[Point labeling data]
######

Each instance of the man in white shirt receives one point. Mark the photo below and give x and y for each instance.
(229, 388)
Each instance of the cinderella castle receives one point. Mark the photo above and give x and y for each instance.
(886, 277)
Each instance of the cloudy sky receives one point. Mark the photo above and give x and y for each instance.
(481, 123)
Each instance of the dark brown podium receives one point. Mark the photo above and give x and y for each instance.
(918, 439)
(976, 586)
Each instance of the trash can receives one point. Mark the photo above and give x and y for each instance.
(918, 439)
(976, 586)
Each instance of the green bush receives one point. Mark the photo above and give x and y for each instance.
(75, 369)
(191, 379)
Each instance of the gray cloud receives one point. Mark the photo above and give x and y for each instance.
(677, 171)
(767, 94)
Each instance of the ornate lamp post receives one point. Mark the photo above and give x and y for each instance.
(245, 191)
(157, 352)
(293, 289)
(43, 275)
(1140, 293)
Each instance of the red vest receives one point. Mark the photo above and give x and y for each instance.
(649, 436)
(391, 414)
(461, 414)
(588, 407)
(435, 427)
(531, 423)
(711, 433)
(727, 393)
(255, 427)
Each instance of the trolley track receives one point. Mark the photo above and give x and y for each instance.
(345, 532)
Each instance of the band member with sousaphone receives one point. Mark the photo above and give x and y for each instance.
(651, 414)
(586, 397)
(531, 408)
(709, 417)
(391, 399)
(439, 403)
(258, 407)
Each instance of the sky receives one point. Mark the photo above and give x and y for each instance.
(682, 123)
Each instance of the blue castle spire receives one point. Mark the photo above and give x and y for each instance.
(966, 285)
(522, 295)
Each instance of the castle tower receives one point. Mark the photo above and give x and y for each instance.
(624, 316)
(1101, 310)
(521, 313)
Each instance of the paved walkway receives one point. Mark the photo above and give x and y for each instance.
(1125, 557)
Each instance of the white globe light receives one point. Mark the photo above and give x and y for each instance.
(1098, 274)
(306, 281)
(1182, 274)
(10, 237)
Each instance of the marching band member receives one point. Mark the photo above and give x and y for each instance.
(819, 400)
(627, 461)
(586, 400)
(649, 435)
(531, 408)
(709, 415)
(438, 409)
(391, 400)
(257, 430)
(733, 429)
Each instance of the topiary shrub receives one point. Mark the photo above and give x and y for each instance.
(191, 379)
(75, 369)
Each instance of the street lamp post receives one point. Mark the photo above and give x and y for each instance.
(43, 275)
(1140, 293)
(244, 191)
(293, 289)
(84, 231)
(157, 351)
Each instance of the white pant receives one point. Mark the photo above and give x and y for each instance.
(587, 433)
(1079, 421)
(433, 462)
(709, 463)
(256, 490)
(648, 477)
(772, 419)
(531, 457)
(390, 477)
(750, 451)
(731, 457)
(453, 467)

######

Rewrite the data above, swapping each occurrence of "receives one point" for "gets a single point". Keep every other part unchanged.

Each instance of the man in white shirt gets a single point. Mark the photo below and give x and y for each instance.
(229, 388)
Each instance of the cinderella castle gets a single point. Mark the photo above and give x and y for each instance.
(886, 277)
Each instance of the cloudy sky gets a single point. Mark the photo above and give x and y for each instance.
(481, 123)
Each instance of the dark brown podium gets a single point. Mark the photo above and give x and y for each instance.
(918, 439)
(976, 586)
Each instance of the trash can gets a single point. Mark the photo above and give x and y for each instance.
(918, 439)
(976, 586)
Each instance of the green bush gets a single point. Mark the photo above and give x and y for each instance.
(75, 369)
(191, 379)
Each instance of the gray cloud gets a single point. Mark the photo above and give x and y for each instance.
(677, 171)
(767, 94)
Each instance of the ornate lamp post gets a single point. Mark the photo above and give x and y for each instance.
(245, 191)
(157, 352)
(293, 289)
(43, 275)
(1140, 293)
Each instance of the red vest gets a single point. Mark the photo above and give x and y for each instance.
(649, 436)
(391, 414)
(461, 414)
(588, 407)
(435, 427)
(531, 423)
(711, 433)
(727, 393)
(255, 427)
Each instance of the trolley track gets a single point. Mark the photo above and give x and y for each instance.
(345, 532)
Each instance of the band member with sousaphone gets a single point. Mark the photo above and give x and y for each instance.
(651, 414)
(586, 397)
(531, 408)
(709, 417)
(391, 399)
(439, 403)
(258, 407)
Each instance of the sky gets a single point. Mark the photo above and give x and y for each instance.
(682, 123)
Each instance of the blue castle spire gets a single point. Mark the photo above and give x and y for each instance.
(966, 285)
(522, 295)
Each instance of the castle tower gets a single point. Mark the photo above and give x and y for each instance.
(624, 316)
(1101, 310)
(521, 313)
Each instance of the paved walkway gets a single point. Mark the photo above and give x and y for each instance.
(1125, 557)
Each instance of the white globe light gets a single point. Mark the photo above and give x and y for each instance.
(1098, 274)
(306, 281)
(1182, 274)
(10, 237)
Each instance of the marching band member gets a single point. Mark the photo above and give x and y for each instance.
(819, 400)
(627, 461)
(586, 400)
(649, 435)
(531, 408)
(709, 415)
(438, 409)
(391, 400)
(257, 430)
(733, 429)
Each instance of the topiary shrub gets a single point. Mark the photo above and give x and y for each instance.
(191, 379)
(75, 369)
Each instance of the street lamp post gets a single point. Mark the photo above and give x and y for each instance.
(43, 275)
(1140, 293)
(244, 191)
(293, 289)
(84, 231)
(157, 351)
Each instance of the white pant gets a single point. Mark the photo above and give x and y for each instance.
(587, 433)
(1079, 421)
(433, 462)
(709, 463)
(256, 490)
(648, 477)
(772, 419)
(531, 457)
(390, 477)
(750, 451)
(731, 457)
(453, 467)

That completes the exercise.